── MATERIAL PROVIDED ──

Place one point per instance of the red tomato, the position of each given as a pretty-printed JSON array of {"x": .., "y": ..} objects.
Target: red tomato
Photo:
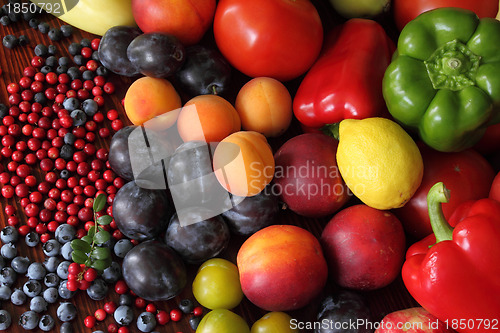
[
  {"x": 275, "y": 38},
  {"x": 467, "y": 175},
  {"x": 407, "y": 10}
]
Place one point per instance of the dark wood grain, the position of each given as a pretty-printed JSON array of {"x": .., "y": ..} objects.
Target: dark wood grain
[{"x": 12, "y": 63}]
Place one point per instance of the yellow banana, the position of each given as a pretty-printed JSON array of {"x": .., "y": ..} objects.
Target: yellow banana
[{"x": 94, "y": 16}]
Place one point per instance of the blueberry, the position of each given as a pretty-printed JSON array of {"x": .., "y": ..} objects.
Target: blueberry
[
  {"x": 74, "y": 48},
  {"x": 125, "y": 299},
  {"x": 194, "y": 322},
  {"x": 66, "y": 251},
  {"x": 8, "y": 251},
  {"x": 5, "y": 320},
  {"x": 10, "y": 41},
  {"x": 65, "y": 233},
  {"x": 5, "y": 292},
  {"x": 32, "y": 288},
  {"x": 51, "y": 248},
  {"x": 66, "y": 30},
  {"x": 18, "y": 297},
  {"x": 124, "y": 315},
  {"x": 64, "y": 292},
  {"x": 146, "y": 322},
  {"x": 97, "y": 290},
  {"x": 62, "y": 269},
  {"x": 29, "y": 320},
  {"x": 71, "y": 104},
  {"x": 66, "y": 328},
  {"x": 50, "y": 295},
  {"x": 186, "y": 306},
  {"x": 36, "y": 271},
  {"x": 112, "y": 273},
  {"x": 51, "y": 280},
  {"x": 90, "y": 107},
  {"x": 9, "y": 234},
  {"x": 43, "y": 27},
  {"x": 66, "y": 311},
  {"x": 122, "y": 247},
  {"x": 7, "y": 276},
  {"x": 46, "y": 323},
  {"x": 55, "y": 34},
  {"x": 32, "y": 239},
  {"x": 20, "y": 264},
  {"x": 79, "y": 117},
  {"x": 51, "y": 264},
  {"x": 38, "y": 304}
]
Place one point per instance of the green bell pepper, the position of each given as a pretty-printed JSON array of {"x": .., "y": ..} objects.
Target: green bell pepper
[{"x": 444, "y": 78}]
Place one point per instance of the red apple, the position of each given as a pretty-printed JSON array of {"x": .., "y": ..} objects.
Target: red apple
[
  {"x": 412, "y": 320},
  {"x": 186, "y": 20},
  {"x": 281, "y": 268},
  {"x": 364, "y": 247},
  {"x": 306, "y": 175}
]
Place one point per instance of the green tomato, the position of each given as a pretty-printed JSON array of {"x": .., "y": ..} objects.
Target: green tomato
[
  {"x": 273, "y": 322},
  {"x": 222, "y": 321},
  {"x": 217, "y": 284}
]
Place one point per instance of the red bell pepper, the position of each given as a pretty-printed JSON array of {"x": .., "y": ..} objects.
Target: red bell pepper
[
  {"x": 455, "y": 272},
  {"x": 346, "y": 79}
]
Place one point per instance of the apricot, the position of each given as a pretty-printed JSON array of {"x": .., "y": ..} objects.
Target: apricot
[
  {"x": 244, "y": 163},
  {"x": 147, "y": 98},
  {"x": 265, "y": 106},
  {"x": 208, "y": 118}
]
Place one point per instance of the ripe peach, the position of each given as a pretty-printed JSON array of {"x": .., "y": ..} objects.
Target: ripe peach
[
  {"x": 244, "y": 163},
  {"x": 148, "y": 97},
  {"x": 208, "y": 118},
  {"x": 265, "y": 106}
]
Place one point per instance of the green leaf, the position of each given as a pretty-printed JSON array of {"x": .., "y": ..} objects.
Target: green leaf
[
  {"x": 80, "y": 245},
  {"x": 99, "y": 202},
  {"x": 101, "y": 264},
  {"x": 87, "y": 239},
  {"x": 100, "y": 253},
  {"x": 79, "y": 257},
  {"x": 104, "y": 220},
  {"x": 102, "y": 237}
]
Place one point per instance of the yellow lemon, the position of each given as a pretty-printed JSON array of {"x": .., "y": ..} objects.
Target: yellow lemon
[{"x": 379, "y": 161}]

───

EXERCISE OBJECTIVE | Retype every entry verbatim and exclude the pictures from the copy.

ANSWER BELOW |
Place one point per instance of the red tomato, the position of each given as a pretty-printed JSON array of {"x": .., "y": ..} objects.
Target: red tomato
Photo:
[
  {"x": 275, "y": 38},
  {"x": 467, "y": 175},
  {"x": 407, "y": 10}
]
Place one point per instance of the dark wood grain, the position of each given as a pretty-printed JSON array of {"x": .., "y": ..} objects.
Target: dark wood grain
[{"x": 12, "y": 63}]
Place one point per instance of the yellow banana, the position of each given as a pretty-printed JSON array of {"x": .., "y": ..} objects.
Target: yellow banana
[{"x": 94, "y": 16}]
Place one point per instance of the blueberry, the position of each given as a pretty-printed JSON array of {"x": .., "y": ..} objects.
Target: blueberry
[
  {"x": 74, "y": 48},
  {"x": 125, "y": 299},
  {"x": 194, "y": 322},
  {"x": 66, "y": 251},
  {"x": 8, "y": 251},
  {"x": 5, "y": 320},
  {"x": 10, "y": 41},
  {"x": 65, "y": 233},
  {"x": 5, "y": 292},
  {"x": 32, "y": 288},
  {"x": 51, "y": 248},
  {"x": 66, "y": 30},
  {"x": 18, "y": 297},
  {"x": 124, "y": 315},
  {"x": 64, "y": 292},
  {"x": 146, "y": 322},
  {"x": 97, "y": 290},
  {"x": 62, "y": 269},
  {"x": 29, "y": 320},
  {"x": 71, "y": 104},
  {"x": 66, "y": 328},
  {"x": 50, "y": 295},
  {"x": 186, "y": 306},
  {"x": 36, "y": 271},
  {"x": 112, "y": 273},
  {"x": 51, "y": 280},
  {"x": 90, "y": 107},
  {"x": 9, "y": 234},
  {"x": 43, "y": 27},
  {"x": 66, "y": 311},
  {"x": 122, "y": 247},
  {"x": 7, "y": 276},
  {"x": 46, "y": 323},
  {"x": 55, "y": 34},
  {"x": 32, "y": 239},
  {"x": 20, "y": 264},
  {"x": 79, "y": 117},
  {"x": 51, "y": 264},
  {"x": 38, "y": 304}
]
Place one point per instance of the green bell pepper, the position of each given as a pretty-printed JSON array of {"x": .., "y": ..} objects.
Target: green bell pepper
[{"x": 444, "y": 78}]
Place one point per instance of the red apple, the position of each given as a pretty-printed JSON array of {"x": .., "y": ..} objects.
Target: red apple
[
  {"x": 412, "y": 320},
  {"x": 186, "y": 20},
  {"x": 281, "y": 268},
  {"x": 364, "y": 247},
  {"x": 306, "y": 175}
]
Place one point per instance of the green tomato, the position of each given as a pretty-printed JSON array of {"x": .., "y": ..} objects.
Target: green tomato
[
  {"x": 273, "y": 322},
  {"x": 222, "y": 321},
  {"x": 217, "y": 284}
]
Place one point per instance of the red bell pepper, the position of each given as a pretty-printed JSON array of {"x": .., "y": ..} objects.
Target: red bell pepper
[
  {"x": 455, "y": 272},
  {"x": 346, "y": 79}
]
Place one point per instance of the apricot, the position of each given as a pretty-printed JSON array of {"x": .., "y": ..} objects.
Target: apricot
[
  {"x": 244, "y": 163},
  {"x": 147, "y": 98},
  {"x": 265, "y": 106},
  {"x": 208, "y": 118}
]
Place one point per instance of the ripe peach, the position of each given as a pretty-printed JSON array of {"x": .., "y": ..} objects.
Target: ripe peach
[
  {"x": 244, "y": 163},
  {"x": 148, "y": 97},
  {"x": 208, "y": 118},
  {"x": 265, "y": 106}
]
Place one point per instance of the green leaf, the position of each given as a pretty-printed JSON array of {"x": .., "y": ..} objects.
Target: green leaf
[
  {"x": 80, "y": 245},
  {"x": 99, "y": 202},
  {"x": 101, "y": 264},
  {"x": 87, "y": 239},
  {"x": 100, "y": 253},
  {"x": 79, "y": 257},
  {"x": 104, "y": 220},
  {"x": 102, "y": 237}
]
Place one point per instance of the yellow lemon, the position of each given as a pretty-printed JSON array of {"x": .., "y": ..} objects.
Target: yellow lemon
[{"x": 379, "y": 161}]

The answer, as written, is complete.